» **Task**
Reproduce the listing, swapping "setting one point per instance" for "placing a single point on each instance" and keeping everything else unchanged.

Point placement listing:
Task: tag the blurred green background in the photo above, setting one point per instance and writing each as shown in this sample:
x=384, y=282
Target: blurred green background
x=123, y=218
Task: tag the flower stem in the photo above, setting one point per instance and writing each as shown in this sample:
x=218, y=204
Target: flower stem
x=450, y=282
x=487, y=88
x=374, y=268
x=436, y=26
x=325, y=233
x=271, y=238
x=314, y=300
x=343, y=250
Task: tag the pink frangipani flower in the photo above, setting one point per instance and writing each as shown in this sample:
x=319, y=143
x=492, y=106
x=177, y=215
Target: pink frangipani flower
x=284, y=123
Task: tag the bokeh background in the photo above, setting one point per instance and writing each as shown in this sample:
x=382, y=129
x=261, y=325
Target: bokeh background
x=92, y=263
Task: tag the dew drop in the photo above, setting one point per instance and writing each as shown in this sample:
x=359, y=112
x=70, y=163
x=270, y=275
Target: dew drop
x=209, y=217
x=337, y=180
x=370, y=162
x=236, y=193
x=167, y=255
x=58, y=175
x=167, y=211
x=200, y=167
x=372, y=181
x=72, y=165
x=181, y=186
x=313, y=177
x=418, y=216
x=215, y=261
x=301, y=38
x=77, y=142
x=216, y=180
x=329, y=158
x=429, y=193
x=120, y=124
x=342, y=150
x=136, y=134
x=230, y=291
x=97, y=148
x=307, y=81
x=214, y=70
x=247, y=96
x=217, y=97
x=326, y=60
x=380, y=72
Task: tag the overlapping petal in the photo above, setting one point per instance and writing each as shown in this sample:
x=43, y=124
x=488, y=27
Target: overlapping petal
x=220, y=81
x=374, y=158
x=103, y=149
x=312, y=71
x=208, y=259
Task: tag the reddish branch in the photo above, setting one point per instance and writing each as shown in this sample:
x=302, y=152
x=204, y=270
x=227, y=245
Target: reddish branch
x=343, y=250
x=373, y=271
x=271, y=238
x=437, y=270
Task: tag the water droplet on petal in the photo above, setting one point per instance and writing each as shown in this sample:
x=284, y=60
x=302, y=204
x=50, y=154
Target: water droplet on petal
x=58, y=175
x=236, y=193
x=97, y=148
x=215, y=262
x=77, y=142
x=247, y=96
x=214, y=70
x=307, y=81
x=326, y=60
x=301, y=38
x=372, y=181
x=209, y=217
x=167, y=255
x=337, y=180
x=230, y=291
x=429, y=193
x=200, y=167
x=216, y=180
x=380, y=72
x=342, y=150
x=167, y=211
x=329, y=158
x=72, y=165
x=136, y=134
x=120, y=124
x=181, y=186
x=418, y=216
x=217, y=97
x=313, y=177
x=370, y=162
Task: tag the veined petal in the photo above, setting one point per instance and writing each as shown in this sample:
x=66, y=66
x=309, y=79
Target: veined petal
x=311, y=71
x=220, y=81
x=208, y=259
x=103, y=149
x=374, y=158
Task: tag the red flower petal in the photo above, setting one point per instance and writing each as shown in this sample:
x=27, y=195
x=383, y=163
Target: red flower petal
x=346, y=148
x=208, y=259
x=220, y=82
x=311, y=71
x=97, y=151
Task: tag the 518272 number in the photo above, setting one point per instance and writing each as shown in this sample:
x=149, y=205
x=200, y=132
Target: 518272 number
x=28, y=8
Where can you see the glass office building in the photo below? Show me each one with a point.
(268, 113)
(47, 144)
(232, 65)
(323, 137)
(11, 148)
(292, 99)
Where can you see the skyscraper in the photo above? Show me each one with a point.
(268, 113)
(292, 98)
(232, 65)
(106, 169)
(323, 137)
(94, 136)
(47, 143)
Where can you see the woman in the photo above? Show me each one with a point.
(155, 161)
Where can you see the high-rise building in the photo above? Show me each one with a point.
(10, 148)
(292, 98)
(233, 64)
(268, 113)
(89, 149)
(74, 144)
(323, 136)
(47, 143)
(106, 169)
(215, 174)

» **The answer**
Task: tag the blurred green background in the photo above, placing a single point on each instance and writing each as shown in this sample:
x=384, y=282
Target: blurred green background
x=123, y=218
Task: tag the flower stem in the photo above, placing a single point on each instance and writing each as shown in this sample:
x=218, y=204
Target: flower stem
x=450, y=282
x=487, y=88
x=374, y=268
x=436, y=26
x=325, y=233
x=271, y=238
x=314, y=300
x=343, y=250
Task: tag the pink frangipani flower in the photo above, placing a single point on each instance and writing each as shown in this sample:
x=319, y=143
x=492, y=106
x=177, y=215
Target: pink frangipani flower
x=284, y=123
Task: tag the bokeh background in the photo above, placing a single point on each instance and writing each as shown in this sample:
x=382, y=129
x=261, y=325
Target: bokeh background
x=92, y=263
Task: tag the dew drop in the photo above, placing a single point on each instance and writing each as shown in this sample:
x=359, y=112
x=70, y=163
x=270, y=275
Target: dew drop
x=209, y=217
x=337, y=180
x=370, y=162
x=236, y=193
x=167, y=255
x=58, y=175
x=167, y=211
x=200, y=167
x=372, y=181
x=72, y=165
x=181, y=186
x=313, y=177
x=418, y=216
x=215, y=261
x=301, y=38
x=77, y=142
x=216, y=180
x=329, y=158
x=429, y=193
x=120, y=124
x=342, y=150
x=136, y=134
x=230, y=291
x=97, y=148
x=307, y=81
x=214, y=70
x=247, y=96
x=217, y=97
x=326, y=60
x=380, y=72
Task: tag the overlapping petal in the photo above, placing a single point on each instance and writing each as shown in this sample:
x=43, y=124
x=488, y=27
Target: overlapping petal
x=220, y=81
x=374, y=158
x=103, y=149
x=312, y=71
x=208, y=259
Task: tag the reddish branch in the photo above, placing a single point on each instance and writing each as shown in this sample:
x=302, y=152
x=204, y=270
x=227, y=245
Target: reddish branch
x=343, y=250
x=373, y=271
x=271, y=238
x=437, y=270
Task: tag the water droplet on petal in the photo above, placing a single point on each instance and writing each as shown in this sample:
x=284, y=60
x=302, y=204
x=50, y=154
Target: water droplet on petal
x=58, y=175
x=236, y=193
x=97, y=148
x=215, y=262
x=77, y=142
x=247, y=96
x=214, y=70
x=307, y=81
x=326, y=60
x=301, y=38
x=372, y=181
x=209, y=217
x=167, y=255
x=337, y=180
x=230, y=291
x=429, y=193
x=200, y=167
x=216, y=180
x=380, y=72
x=342, y=150
x=167, y=211
x=329, y=158
x=72, y=165
x=136, y=134
x=120, y=124
x=181, y=186
x=418, y=216
x=217, y=97
x=313, y=177
x=370, y=162
Task: tag the veined petal in the photo above, placing a single point on each instance and writing each as shown in this sample:
x=66, y=66
x=309, y=79
Target: veined petal
x=311, y=71
x=220, y=81
x=208, y=259
x=103, y=149
x=374, y=158
Task: tag the red flower petal in the photo above, placing a single point on each instance and writing each as shown in this sample:
x=27, y=195
x=383, y=163
Target: red flower petal
x=346, y=148
x=208, y=259
x=220, y=82
x=311, y=71
x=97, y=151
Task: tag the 518272 number in the photo above, placing a single point on each instance and writing each as shown in this sample:
x=149, y=205
x=200, y=132
Target: 518272 number
x=28, y=8
Where can you see the glass office building in the photo below? Show me each one with a point.
(268, 113)
(47, 144)
(232, 65)
(323, 137)
(11, 148)
(292, 99)
Where can you see the skyscraper in the photo above? Show me each one with a point.
(268, 113)
(292, 98)
(232, 65)
(106, 169)
(323, 137)
(94, 136)
(47, 143)
Where can you see the woman in the photo above? Show me each one with a point.
(155, 161)
Where can you see the high-rise building in the photo above? Show me each one with a point.
(10, 148)
(292, 98)
(233, 64)
(268, 113)
(89, 149)
(74, 144)
(323, 136)
(47, 143)
(106, 169)
(215, 174)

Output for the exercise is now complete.